— start of GIVEN RECORDS —
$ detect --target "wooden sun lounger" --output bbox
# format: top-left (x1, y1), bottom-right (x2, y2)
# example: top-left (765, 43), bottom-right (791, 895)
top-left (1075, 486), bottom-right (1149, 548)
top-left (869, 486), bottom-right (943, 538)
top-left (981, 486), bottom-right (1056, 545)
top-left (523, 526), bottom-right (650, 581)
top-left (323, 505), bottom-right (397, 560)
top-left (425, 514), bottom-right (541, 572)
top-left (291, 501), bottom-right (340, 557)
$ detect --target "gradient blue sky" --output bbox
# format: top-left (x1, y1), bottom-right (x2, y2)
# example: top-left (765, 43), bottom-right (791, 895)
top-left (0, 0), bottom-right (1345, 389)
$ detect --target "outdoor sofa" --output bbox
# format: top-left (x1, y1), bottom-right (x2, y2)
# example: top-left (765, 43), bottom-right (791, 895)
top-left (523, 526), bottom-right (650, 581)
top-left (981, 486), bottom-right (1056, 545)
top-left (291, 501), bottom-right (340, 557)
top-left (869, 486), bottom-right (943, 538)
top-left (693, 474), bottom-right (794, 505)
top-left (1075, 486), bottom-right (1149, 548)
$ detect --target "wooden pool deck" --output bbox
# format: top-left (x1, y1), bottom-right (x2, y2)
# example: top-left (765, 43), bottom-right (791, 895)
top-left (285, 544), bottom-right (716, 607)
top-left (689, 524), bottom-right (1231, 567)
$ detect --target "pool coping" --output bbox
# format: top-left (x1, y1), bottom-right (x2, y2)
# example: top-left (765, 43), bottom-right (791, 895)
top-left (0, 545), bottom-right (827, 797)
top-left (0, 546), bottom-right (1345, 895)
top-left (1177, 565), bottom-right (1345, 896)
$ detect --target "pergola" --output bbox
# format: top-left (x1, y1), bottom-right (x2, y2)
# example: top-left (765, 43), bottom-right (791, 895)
— end of GIVEN RECORDS —
WORK TO BE COMPLETED -> How many lines in the rows above contain the string "detect" with matching case? Reply with the number only.

IN RESPONSE -> 6